DATA FOR THIS TASK »
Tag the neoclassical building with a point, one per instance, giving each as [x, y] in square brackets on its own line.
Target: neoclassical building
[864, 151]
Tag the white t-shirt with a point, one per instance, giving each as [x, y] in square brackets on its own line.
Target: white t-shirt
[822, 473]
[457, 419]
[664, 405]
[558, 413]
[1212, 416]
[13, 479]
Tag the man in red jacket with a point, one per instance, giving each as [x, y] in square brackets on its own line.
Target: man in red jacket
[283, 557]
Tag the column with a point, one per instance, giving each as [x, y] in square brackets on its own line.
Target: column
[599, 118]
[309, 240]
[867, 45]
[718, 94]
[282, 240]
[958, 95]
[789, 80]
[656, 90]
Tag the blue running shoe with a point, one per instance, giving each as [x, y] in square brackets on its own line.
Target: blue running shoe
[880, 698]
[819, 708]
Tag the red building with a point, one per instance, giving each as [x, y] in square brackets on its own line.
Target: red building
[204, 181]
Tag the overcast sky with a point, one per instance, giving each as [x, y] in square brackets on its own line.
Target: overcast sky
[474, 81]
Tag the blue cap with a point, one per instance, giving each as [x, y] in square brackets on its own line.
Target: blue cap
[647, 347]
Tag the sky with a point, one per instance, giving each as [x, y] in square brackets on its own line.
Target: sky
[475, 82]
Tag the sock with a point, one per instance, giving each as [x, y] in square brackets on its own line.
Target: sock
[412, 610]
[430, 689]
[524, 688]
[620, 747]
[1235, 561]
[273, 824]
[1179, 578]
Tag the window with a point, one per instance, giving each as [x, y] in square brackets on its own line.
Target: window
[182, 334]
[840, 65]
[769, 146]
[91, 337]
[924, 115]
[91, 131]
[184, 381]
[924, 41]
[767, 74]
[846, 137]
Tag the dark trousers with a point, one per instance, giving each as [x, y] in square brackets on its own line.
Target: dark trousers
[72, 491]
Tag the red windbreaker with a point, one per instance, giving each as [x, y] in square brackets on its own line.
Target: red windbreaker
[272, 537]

WHAT YOU HAVE TO DO » Repeat the records above in full, character for character.

FINAL RESULT »
Tag the neoclassical building with a point, one per instance, giving each as [x, y] in square brackets on its own line.
Target: neoclassical building
[864, 151]
Tag the white t-shirt with a point, one per instance, giving each as [x, y] in square brackets on its own line.
Target: white t-shirt
[822, 473]
[457, 419]
[664, 405]
[558, 413]
[1212, 416]
[13, 479]
Tag the man in red jacket with a point, one per instance, giving each as [x, y] in square brackets on its own line.
Target: man in red jacket
[283, 557]
Tag the column with a point, one per instance, giving each as [x, y] in square brackets on its own line.
Target: column
[599, 118]
[309, 240]
[867, 45]
[718, 94]
[282, 240]
[958, 95]
[789, 80]
[656, 90]
Tag the blue running shoe with a point, one per instance, giving each as [x, y] in square brackets on its own line.
Target: blue running shoe
[880, 698]
[819, 708]
Tag the red building with a point, one per instance, giving each as [x, y] in square brackets on its own line.
Target: red building
[204, 181]
Tag the overcast sky with a point, one per instance, giving each as [x, y] in square brackets on its own line.
Target: overcast sky
[474, 81]
Tag the blue cap with a point, one per instance, giving each as [x, y] in square brackets on its own line.
Target: blue cap
[647, 347]
Tag the sky with a point, one per instance, giving each as [x, y] in square brackets on its own line.
Target: sky
[475, 82]
Tag the sock with a point, one per instance, giving each as [x, y] in square brackets on its own line.
Target: sock
[412, 610]
[430, 689]
[524, 688]
[620, 747]
[1235, 561]
[273, 824]
[1179, 578]
Tag the window with a point, one per instance, giving each as [x, y] in square brackets on its own line.
Target: window
[182, 334]
[840, 65]
[769, 146]
[91, 337]
[924, 115]
[91, 131]
[184, 381]
[924, 41]
[767, 74]
[846, 137]
Tag the dark trousers with a point, one per instance, giving each as [x, y] in square brackets on its own line.
Target: dark trousers
[72, 491]
Tag the red windbreaker with a point, one per instance, giving each as [x, y] in square brackets on its own line.
Target: red windbreaker
[272, 537]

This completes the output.